Count how many lines in the records below contain the string "dirt", treating uppercase and lowercase as different, and reply with the number alone.

======== Data listing

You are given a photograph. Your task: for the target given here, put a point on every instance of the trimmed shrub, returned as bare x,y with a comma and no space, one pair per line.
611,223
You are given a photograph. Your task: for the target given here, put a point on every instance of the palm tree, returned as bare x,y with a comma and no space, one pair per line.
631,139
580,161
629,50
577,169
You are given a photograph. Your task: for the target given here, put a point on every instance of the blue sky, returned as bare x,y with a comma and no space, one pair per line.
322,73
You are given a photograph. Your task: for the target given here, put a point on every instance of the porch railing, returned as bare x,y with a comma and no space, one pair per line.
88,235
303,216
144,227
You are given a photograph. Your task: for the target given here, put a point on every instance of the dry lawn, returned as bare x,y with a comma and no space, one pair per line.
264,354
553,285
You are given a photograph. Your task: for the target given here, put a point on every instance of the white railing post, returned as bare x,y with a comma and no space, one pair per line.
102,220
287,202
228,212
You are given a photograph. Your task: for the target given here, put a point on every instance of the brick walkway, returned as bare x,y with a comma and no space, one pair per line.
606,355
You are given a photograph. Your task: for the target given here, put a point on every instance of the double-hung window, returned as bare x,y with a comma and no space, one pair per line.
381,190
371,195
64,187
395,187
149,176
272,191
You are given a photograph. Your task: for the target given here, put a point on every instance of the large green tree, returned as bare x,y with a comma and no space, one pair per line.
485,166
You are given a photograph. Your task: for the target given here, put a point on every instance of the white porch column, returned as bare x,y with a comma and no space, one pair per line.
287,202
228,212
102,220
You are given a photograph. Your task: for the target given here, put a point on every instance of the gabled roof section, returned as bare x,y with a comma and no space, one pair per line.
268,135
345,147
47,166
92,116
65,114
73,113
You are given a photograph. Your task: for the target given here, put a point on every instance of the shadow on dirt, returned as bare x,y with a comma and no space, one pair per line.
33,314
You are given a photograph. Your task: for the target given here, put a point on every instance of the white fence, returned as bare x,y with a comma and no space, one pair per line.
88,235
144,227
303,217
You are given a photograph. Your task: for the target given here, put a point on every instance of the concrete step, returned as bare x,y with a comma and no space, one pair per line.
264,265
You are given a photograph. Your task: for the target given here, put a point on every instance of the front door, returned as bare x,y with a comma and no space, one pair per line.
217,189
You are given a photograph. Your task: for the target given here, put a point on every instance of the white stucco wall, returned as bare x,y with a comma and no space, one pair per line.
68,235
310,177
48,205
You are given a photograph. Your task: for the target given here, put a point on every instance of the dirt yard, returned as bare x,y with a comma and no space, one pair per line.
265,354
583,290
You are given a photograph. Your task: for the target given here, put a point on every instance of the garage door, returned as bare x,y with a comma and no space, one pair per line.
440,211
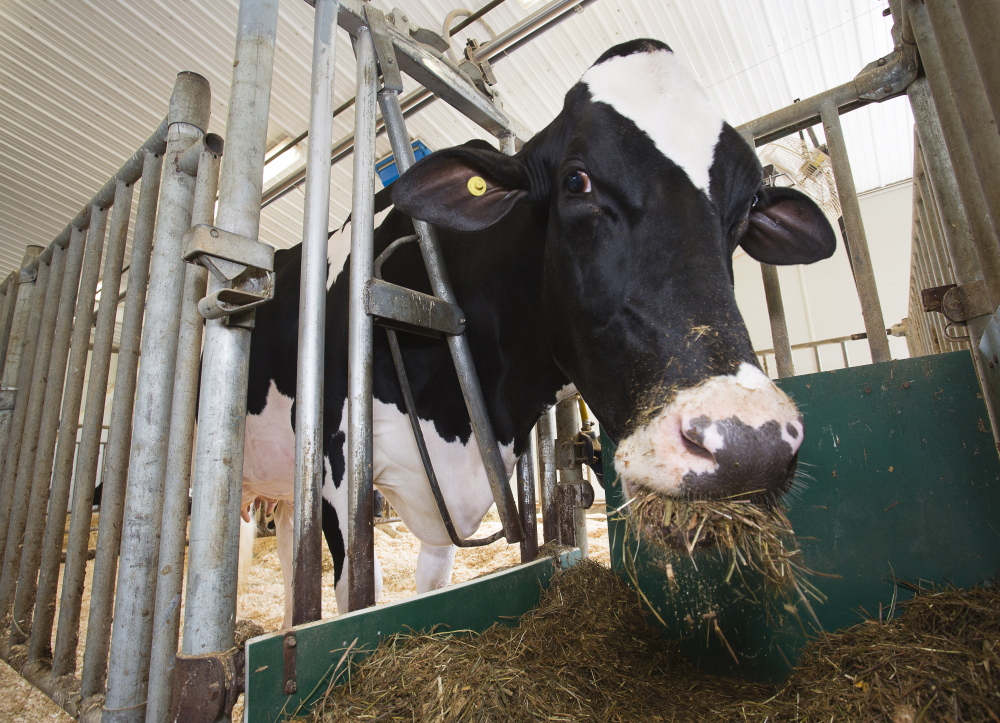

================

# Exercise solution
2